**Task description**: Copy the data that follows, character for character, minus the pictures.

**Given records**:
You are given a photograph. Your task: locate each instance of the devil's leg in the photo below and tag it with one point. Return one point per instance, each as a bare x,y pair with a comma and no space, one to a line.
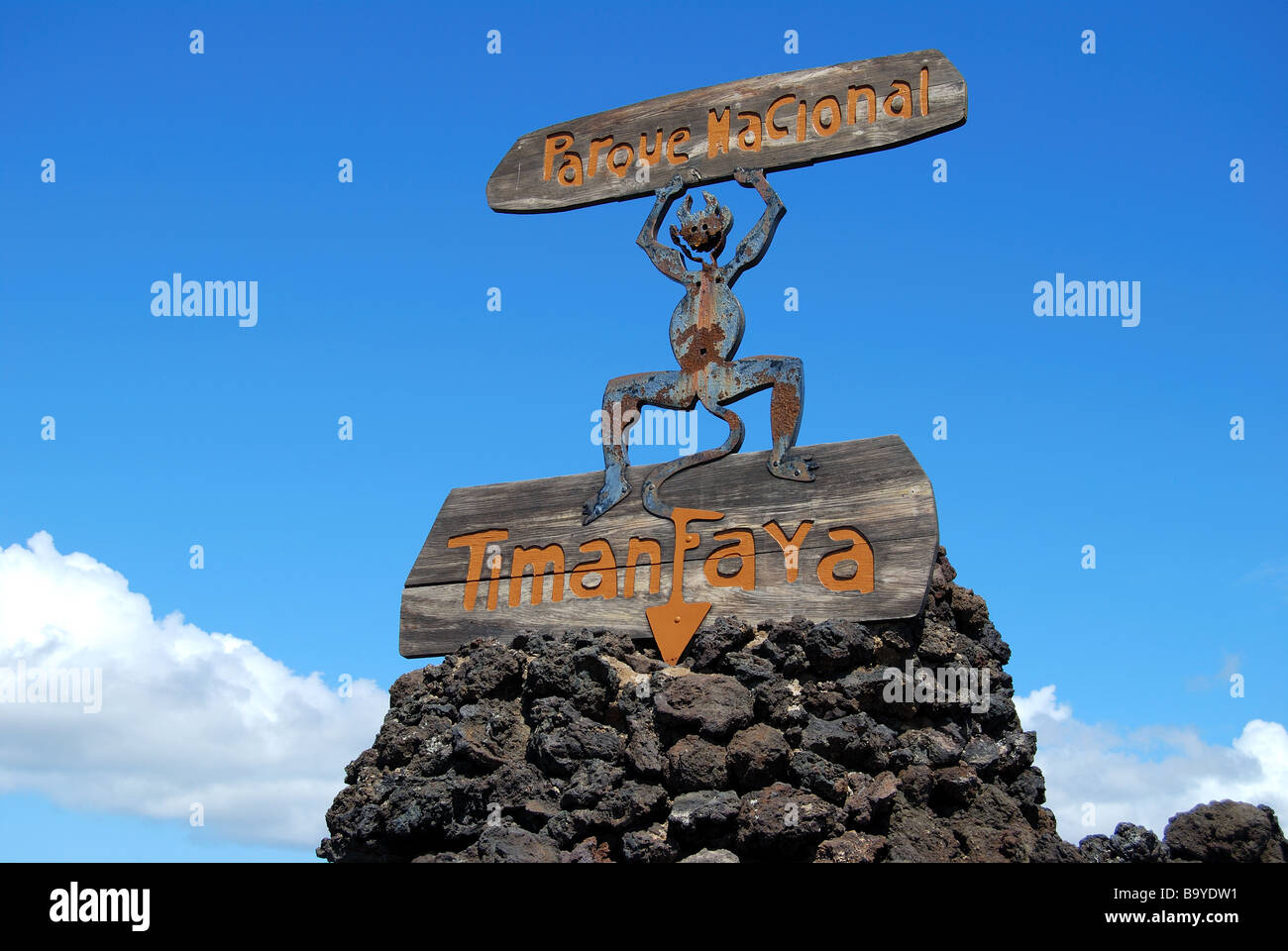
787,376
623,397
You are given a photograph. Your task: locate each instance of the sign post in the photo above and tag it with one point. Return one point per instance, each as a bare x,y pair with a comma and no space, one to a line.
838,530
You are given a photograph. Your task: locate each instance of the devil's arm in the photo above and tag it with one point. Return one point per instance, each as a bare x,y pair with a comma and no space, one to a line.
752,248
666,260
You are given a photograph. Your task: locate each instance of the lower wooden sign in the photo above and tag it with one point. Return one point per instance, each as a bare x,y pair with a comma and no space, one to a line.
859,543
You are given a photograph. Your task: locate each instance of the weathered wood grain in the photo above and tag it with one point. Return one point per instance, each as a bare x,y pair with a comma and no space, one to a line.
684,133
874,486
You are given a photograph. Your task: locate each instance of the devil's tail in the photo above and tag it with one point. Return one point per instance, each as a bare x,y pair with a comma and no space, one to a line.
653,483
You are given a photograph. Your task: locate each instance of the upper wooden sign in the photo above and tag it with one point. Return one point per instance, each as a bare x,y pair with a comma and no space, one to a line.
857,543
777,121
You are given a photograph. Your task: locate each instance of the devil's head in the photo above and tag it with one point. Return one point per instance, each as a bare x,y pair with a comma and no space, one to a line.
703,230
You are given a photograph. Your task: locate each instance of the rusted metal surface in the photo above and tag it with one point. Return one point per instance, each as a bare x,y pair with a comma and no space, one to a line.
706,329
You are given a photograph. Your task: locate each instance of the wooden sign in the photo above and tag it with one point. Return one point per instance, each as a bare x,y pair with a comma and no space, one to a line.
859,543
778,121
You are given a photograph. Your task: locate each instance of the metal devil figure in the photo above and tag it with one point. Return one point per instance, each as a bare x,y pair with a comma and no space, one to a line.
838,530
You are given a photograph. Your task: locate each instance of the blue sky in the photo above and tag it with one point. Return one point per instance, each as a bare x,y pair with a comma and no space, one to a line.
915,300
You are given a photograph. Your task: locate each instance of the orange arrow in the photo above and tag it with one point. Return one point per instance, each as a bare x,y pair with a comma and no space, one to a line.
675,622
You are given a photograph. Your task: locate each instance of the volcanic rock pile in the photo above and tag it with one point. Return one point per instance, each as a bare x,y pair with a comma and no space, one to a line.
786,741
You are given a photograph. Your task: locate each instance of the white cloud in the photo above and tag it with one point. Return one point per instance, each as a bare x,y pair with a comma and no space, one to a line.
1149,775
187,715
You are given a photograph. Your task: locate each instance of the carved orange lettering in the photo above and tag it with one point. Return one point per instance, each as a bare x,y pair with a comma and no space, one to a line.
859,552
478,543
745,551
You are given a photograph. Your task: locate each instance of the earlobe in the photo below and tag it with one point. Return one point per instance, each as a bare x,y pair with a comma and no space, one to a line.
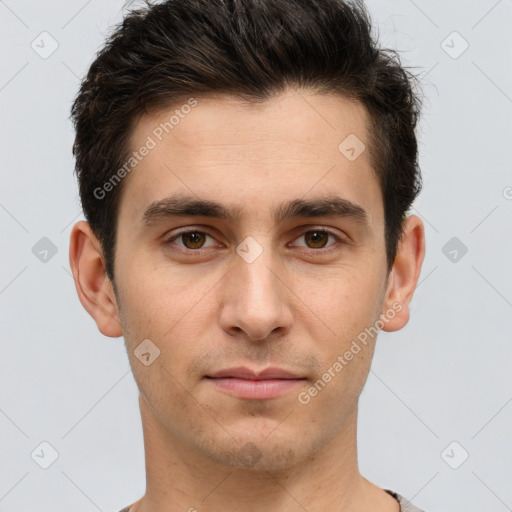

**Finished answer**:
You are given a photograph. Your task: locate each instance of the devil's leg in the photo below and tag it with one point. Return one point per instance, each as a bare x,y pair with a comma and no space, one to a line.
787,376
623,397
You are given a photograph. Your task: locate each instance of the sign post in the photo above and tag it with one point. Return one point per instance, each as a bare x,y pair with a comma and no space, one to a line.
838,530
You are given a photograph. Your task: locate each instance of the devil's arm in the photo above and tag it with one point. Return one point per instance, each as a bare x,y pair with a comma and no space, one to a line.
752,248
666,260
You are given a photograph. Your task: locate each instance of the lower wooden sign in the photo above and tag it with one point. Return one point per instance, each as a bare x,y pair with a comma and no space, one to a line.
859,543
You are given a photograph. Your task: locate each instance of the weathered wood grain in the photo above and tag it with one point. Return one point per instance, each as a bare x,y pair with a comma and no space, one to a line.
684,133
874,486
You are given a photograph. Your task: locate each instance of the devil's tail in the photo above and tag it with one point. Return one point per instance, each as a bare x,y pair with a comma and no space, one to a line.
653,483
You are given a photograph. Your task: locate each instance of the upper wooden sign in the photo above and tag it with one point. Return one point per instance, each as a bare x,y pair with a comma and no space, one to a line.
857,543
777,121
You are given a photograph. Your task: locate each instance of the devil's head in the photo above and tag it with one point. Return one point per instance, each as a bare x,y pair with a comma and no space, one to a line.
703,230
You are given a photograph. Your task: locate each instance of the rusted metal surface in the photo above and tag it with one point. Return one point per instance, each as a bare x,y pair with a comma and no space, one to a line.
706,329
You are given a photograph. Your task: locate each instance of the wooden sign in the photo above and tag it with one point. Return one point per instance, each as a bare x,y pair with a comma and no space, one to a line.
859,543
778,121
You are given a photograph. Your task: locate each instance of the metal devil figure in the photo above and tag it with one point. Return one point per instance, each as a bare x,y pair with a comma and no space, one to a line.
838,530
You are given a photograph. Your task: locate each instance of the blue sky in the photo above and tag it with one point. Return one point per instance, each as a bare x,y pair with a comma and no space, one to a line.
915,300
You are given a photograph. Your task: locate each instance of the orange arrow in the photo above and tag it with one point. Return one point per instance, each as a bare x,y pair with a comma and no space, one to a line.
675,622
You are given a photograph. Your task: locate each instance of the volcanic rock pile in the photo above and tag it with one point. Return one point per instance, each as a bare x,y pair with a comma and no space, one to a line.
786,741
You are given a photograph. Your task: locate each instance of the white cloud in the photo above and tag it with one point. Return one point per instance, each as a bare x,y pair with a comma and no space, one to a line.
1149,775
187,715
You are given a photograph. Your task: locate each instance of the carved orange lettering in the photo above and tag it with one point. Return one point per instance, each as a bare x,y pair with a comma and no space, one to a line.
859,552
478,543
745,551
You are given a photograph. Your task: locate each instance of the earlobe in the photo below and tag it with one point. Return one point per instance, each as a bare x,y pair with a comma and no space, one to a line.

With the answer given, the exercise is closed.